- **DOCUMENT EXTRACT**:
########################################

Just for fun, I re-coded your Python version as Common Lisp, and ran the basic C and Python-only versions for comparison. Note that if you grok the syntax OK, the Lisp one is about as concise and legible as the Python, or at least, not nearly as painful to read as the C. Quicker to write too, I bet. <grin>
By the way, your benchmark is about as Python-unfriendly as it could be, being calculation-intensive with lots of function calls. Many real-world apps easily fall into the "fast enough" category with little work.
Anyway, here's the code and times on my system. Oh yeah, I just dumped it out to standard output, so I'd add a couple lines for real file output.
Cheers, Tim
;;;;;;;;;;;;;; table.lisp, using SBCL ;;;;;;;;;;;;;;;;;;;;;
(defun hstry (hs) (let ((length 0) (height hs)) (loop while (> hs 1) do (if (= (mod hs 2) 0) (setf hs (/ hs 2)) (progn (setf hs (+ (* 3 hs) 1)) (if (> hs height) (setf height hs)))) (setf length (1+ length))) (values length height)))
(defun hsdisp (maxTry) (let ((hs 0) (hsMaxLength 0) (hsMaxHeight 0) (hsML '()) (hsMH '()))
(loop while (< hs maxtry) do (setf hs (1+ hs)) (multiple-value-bind (l h) (hstry hs) (if (> l hsMaxLength) (progn (setf hsMaxLength l) (push (list hs hsMaxLength) hsML))) (if (> h hsMaxHeight) (progn (setf hsMaxHeight h) (push (list hs hsMaxHeight) hsMH)))))
(format t "~10,A ~10,A~%" "hs" "length maxima") (dolist (x (reverse hsML)) (format t "~{~10,d ~}~%" x)) (format t "~%~%~10,A ~10,A~%" "hs" "height maxima") (dolist (x (reverse hsMH)) (format t "~{~10,d ~}~%" x)) ))
;;;;;;;;;;;;;;;;;;;;;;;;;;;;;;;;;;;;;;;;;;;;;;;;;;;;;;;;;;;
C: table.c
real 0m0.134s user 0m0.128s sys 0m0.002s
python2.2: table.py
real 0m21.171s user 0m20.237s sys 0m0.022s
python2.3: table.py
real 0m15.826s user 0m14.756s sys 0m0.021s
sbcl: table.lisp
real 0m2.868s user 0m2.259s sys 0m0.001s
Earlier, I wrote how the straight translation to CL had sped things up:
sbcl: table.lisp
real 0m2.868s user 0m2.259s sys 0m0.001s
That was pretty good I think, but could do better. Also, there is room to demonstrate why language features can play a role in other benchmarks such as programmer productivity and program flexibility.
I did some more tinkering, and added the following, which comes (I think) from one of Peter Norvig's texts:
(defun memoize-symbol (funsym) "Memoizes the function named by the given symbol." (let ((unmemoized (symbol-function funsym)) (table (make-hash-table :test #'equalp))) (setf (symbol-function funsym) #'(lambda (&rest args) (multiple-value-bind (value found) (gethash args table) (if found value (setf (gethash args table) (apply unmemoized args))))))))

########################################

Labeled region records

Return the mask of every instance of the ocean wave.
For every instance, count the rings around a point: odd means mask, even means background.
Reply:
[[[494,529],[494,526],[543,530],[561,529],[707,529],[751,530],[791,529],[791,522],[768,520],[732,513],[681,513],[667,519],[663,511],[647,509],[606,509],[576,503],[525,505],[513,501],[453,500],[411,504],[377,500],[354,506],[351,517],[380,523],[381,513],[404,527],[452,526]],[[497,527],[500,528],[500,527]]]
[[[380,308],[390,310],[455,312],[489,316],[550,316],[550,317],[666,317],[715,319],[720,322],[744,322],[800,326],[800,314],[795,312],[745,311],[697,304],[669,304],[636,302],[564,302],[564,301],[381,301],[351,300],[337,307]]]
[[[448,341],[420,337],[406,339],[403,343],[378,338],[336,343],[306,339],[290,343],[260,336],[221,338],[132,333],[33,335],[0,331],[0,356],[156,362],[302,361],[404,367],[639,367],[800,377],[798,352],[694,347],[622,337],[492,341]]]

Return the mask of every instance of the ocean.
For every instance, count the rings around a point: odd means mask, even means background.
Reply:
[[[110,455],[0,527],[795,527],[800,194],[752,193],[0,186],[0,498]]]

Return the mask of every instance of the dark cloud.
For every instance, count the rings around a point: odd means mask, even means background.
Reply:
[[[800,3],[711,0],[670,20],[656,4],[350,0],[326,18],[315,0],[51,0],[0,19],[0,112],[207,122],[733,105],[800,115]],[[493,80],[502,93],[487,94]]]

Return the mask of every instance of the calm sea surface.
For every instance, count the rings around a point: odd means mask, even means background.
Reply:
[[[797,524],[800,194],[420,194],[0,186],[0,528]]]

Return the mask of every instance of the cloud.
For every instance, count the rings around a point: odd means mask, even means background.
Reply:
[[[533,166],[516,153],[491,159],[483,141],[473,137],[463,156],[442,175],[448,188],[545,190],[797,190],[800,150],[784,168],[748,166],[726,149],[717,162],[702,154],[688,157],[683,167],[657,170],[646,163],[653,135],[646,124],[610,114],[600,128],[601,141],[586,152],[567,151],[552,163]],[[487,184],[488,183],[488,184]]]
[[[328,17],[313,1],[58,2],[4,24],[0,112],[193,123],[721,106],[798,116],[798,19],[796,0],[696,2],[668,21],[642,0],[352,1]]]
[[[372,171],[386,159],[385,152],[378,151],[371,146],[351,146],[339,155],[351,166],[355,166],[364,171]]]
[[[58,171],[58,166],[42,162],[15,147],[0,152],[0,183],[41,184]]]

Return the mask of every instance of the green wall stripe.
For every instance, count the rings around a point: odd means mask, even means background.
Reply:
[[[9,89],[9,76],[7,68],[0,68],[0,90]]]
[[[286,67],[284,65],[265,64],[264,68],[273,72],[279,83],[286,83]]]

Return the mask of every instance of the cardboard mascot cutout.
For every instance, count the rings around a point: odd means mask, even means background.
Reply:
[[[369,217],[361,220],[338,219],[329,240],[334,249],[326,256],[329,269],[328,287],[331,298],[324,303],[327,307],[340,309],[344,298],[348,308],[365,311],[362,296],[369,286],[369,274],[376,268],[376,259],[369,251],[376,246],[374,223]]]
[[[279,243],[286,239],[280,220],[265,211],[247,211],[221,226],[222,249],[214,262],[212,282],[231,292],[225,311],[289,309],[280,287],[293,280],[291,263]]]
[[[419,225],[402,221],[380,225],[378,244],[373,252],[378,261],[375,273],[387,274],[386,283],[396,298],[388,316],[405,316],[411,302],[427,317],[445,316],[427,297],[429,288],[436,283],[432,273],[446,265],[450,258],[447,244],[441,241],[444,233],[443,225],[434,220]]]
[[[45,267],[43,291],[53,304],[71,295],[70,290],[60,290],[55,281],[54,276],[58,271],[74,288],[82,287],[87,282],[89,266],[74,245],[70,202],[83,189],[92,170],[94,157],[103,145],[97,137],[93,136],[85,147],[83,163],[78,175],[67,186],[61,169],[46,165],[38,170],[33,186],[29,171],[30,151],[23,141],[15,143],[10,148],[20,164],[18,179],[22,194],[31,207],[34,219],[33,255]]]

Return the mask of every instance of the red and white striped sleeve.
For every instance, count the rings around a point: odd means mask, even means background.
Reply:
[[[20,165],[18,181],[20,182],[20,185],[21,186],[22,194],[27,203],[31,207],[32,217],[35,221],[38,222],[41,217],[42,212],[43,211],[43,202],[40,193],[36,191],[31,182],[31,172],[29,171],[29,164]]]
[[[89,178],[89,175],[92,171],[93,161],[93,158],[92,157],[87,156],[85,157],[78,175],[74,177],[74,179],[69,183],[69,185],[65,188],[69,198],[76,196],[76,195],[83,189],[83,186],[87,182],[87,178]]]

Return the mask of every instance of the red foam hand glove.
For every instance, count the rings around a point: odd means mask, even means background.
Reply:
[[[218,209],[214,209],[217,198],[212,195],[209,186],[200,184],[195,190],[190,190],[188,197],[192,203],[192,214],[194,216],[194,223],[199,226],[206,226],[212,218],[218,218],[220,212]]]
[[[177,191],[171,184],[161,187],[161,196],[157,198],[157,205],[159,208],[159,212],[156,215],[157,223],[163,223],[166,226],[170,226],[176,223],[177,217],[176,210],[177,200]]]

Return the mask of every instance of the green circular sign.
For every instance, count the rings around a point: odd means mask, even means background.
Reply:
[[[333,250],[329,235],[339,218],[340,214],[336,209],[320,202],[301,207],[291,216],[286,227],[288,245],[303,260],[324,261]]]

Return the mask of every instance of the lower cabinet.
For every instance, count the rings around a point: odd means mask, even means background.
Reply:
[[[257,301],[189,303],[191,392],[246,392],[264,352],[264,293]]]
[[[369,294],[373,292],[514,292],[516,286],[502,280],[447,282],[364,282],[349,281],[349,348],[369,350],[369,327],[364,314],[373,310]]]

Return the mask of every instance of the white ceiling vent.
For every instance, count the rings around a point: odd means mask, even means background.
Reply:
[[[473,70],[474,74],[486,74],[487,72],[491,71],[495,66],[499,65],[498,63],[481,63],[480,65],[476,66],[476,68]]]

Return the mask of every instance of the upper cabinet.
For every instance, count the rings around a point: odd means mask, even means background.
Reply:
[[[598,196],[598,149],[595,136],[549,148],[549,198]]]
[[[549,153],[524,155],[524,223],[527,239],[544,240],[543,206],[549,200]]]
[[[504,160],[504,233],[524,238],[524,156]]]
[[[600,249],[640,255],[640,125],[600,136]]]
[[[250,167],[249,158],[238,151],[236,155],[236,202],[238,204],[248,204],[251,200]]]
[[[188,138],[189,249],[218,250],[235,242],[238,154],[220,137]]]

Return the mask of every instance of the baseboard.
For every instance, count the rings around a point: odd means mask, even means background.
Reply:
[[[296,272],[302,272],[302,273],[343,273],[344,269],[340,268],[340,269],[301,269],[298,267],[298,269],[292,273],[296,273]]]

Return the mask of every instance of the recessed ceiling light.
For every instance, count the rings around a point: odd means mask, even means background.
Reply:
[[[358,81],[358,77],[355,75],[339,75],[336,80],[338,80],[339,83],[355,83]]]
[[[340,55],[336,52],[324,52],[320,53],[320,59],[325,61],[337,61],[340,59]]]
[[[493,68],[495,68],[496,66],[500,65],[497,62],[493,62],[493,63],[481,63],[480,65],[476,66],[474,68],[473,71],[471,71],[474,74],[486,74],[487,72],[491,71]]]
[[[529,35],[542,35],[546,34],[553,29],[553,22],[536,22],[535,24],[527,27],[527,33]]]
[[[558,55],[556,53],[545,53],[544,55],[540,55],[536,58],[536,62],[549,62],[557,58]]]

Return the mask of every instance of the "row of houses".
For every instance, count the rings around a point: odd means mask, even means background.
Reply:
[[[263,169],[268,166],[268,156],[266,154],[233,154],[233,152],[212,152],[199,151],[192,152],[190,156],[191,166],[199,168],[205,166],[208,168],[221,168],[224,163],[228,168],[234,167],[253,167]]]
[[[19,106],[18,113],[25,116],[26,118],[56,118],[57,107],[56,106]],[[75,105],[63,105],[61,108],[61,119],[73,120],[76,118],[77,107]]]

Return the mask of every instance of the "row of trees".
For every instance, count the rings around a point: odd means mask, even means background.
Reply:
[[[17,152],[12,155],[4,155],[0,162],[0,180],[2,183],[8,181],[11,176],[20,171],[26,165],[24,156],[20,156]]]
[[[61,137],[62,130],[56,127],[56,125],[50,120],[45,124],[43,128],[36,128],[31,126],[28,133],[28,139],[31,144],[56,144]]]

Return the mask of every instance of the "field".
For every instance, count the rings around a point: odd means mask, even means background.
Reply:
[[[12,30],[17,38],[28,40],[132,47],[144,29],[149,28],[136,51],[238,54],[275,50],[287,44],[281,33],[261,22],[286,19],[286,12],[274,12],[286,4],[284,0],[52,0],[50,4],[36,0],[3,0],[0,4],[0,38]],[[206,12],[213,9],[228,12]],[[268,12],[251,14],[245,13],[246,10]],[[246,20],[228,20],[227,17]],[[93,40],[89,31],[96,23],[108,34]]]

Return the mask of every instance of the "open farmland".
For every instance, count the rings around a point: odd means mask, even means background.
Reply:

########################################

- **SET OF TASKS**:
1/ According to the benchmark post, which Common Lisp implementation was used to run table.lisp?
2/ Transcribe the benchmark post, beginning at the words "Anyway, here's the" and stopping after "(values length height)))".

- **ANSWERS TO EACH TASK**:
1/ SBCL.

2/
Anyway, here's the code and times on my system. Oh yeah, I just dumped it out to standard output, so I'd add a couple lines for real file output.
Cheers, Tim
;;;;;;;;;;;;;; table.lisp, using SBCL ;;;;;;;;;;;;;;;;;;;;;
(defun hstry (hs) (let ((length 0) (height hs)) (loop while (> hs 1) do (if (= (mod hs 2) 0) (setf hs (/ hs 2)) (progn (setf hs (+ (* 3 hs) 1)) (if (> hs height) (setf height hs)))) (setf length (1+ length))) (values length height)))